Text extract

=======

Strings

The String object seems fairly useless. Apparently it corresponds to the empty string "". Adding methods to it does not affect other strings. Instead, use Sequence.

A String is basically a list of characters, which are represented as bytes. Unlike Python, when you get a character at a given position, you get a byte, not a string with length 1.

Some string methods expect a mutable string, even though strings are immutable by default! For example, the strip methods. To remedy this, use asMutable, then call the desired method. (E.g. " abc " asMutable strip)

Common string operations

Getting the length of a string:

"abc" size
#=> 3

Checking if a string contains a substring:

"apples" containsSeq("ppl")
#=> true

Getting the character (byte) at position N:

"Kavi" at(1)

=======

Work to complete
A. In the notes on strings, what method must be called before a strip method can be used on a string?
B. Pick up the notes on strings right after the last line shown and keep going in the same format.

Data lines
=======

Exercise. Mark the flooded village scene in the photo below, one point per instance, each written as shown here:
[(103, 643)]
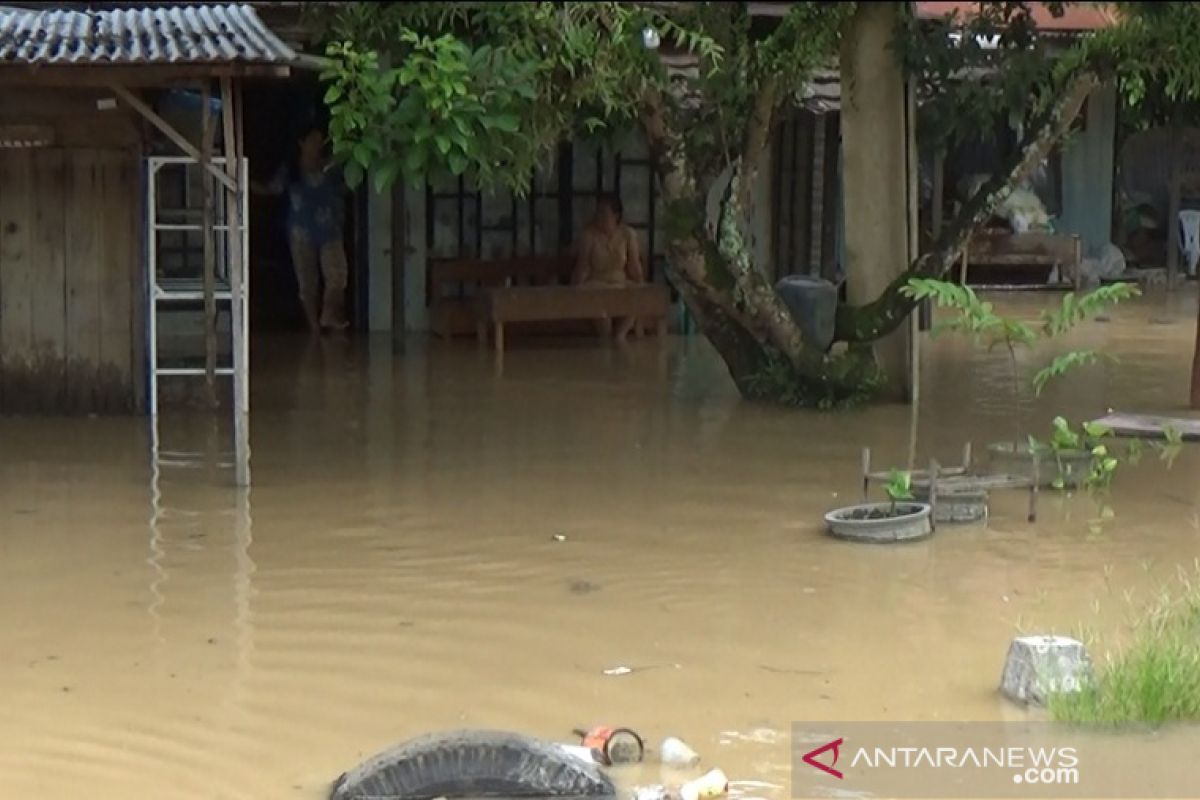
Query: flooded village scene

=======

Task-by-task outputs
A. asMutable

B.
#=> 97

Slicing:

Io> "Kirikuro" slice(0, 2)
#=> "Ki"
Io> "Kirikuro" slice(-2)  # NOT: slice(-2, 0)!
#=> "ro"
Io> "Kirikuro" slice(0, -2)
# "Kiriku"

Stripping whitespace:

"  abc  " asMutable strip
# "abc"
# also: lstrip, rstrip

Converting to upper/lowercase:

"Kavi" asUppercase
#=> "KAVI"
"Kavi" asLowercase
#=> "kavi"

Splitting a string:

Io> "the quick brown fox" split
#=> list("the", "quick", "brown", "fox")

# splitting by other character is possible as well:
Io> "a few good men" split("e")
#=> list("a f", "w good m", "n")

Converting to number:

"13" asNumber
#=> 13
"13a" asNumber
#=> 13
"a13" asNumber
#=> nil

String interpolation:

Io> name := "Fred"
#=> Fred
Io> "My name is #io{name}" interpolate
#=> My name is Fred

Why the "#io" part? Explanation:

<zephyrfalcon> Why does it say #io{something}, though? What's the 'io' for?
<jer> zephyrfalcon, its to tell the interpolation code that the code you're evaluating is io code
<zephyrfalcon> Are other values possible besides 'io'?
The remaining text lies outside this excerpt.